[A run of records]
·····
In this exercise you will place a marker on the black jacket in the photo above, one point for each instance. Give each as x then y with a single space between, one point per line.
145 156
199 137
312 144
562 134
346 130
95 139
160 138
·····
_WRITTEN PROBLEM_
Write out all of the data above again, requests included, moving each point by adding 82 to both its x and y coordinates.

_TASK RESULT_
In this exercise you will place a marker on the black jacket in the photo above, one point for each instance. Give each as x then y with a single space between, one point per line.
227 238
281 219
394 226
644 216
428 212
177 221
242 220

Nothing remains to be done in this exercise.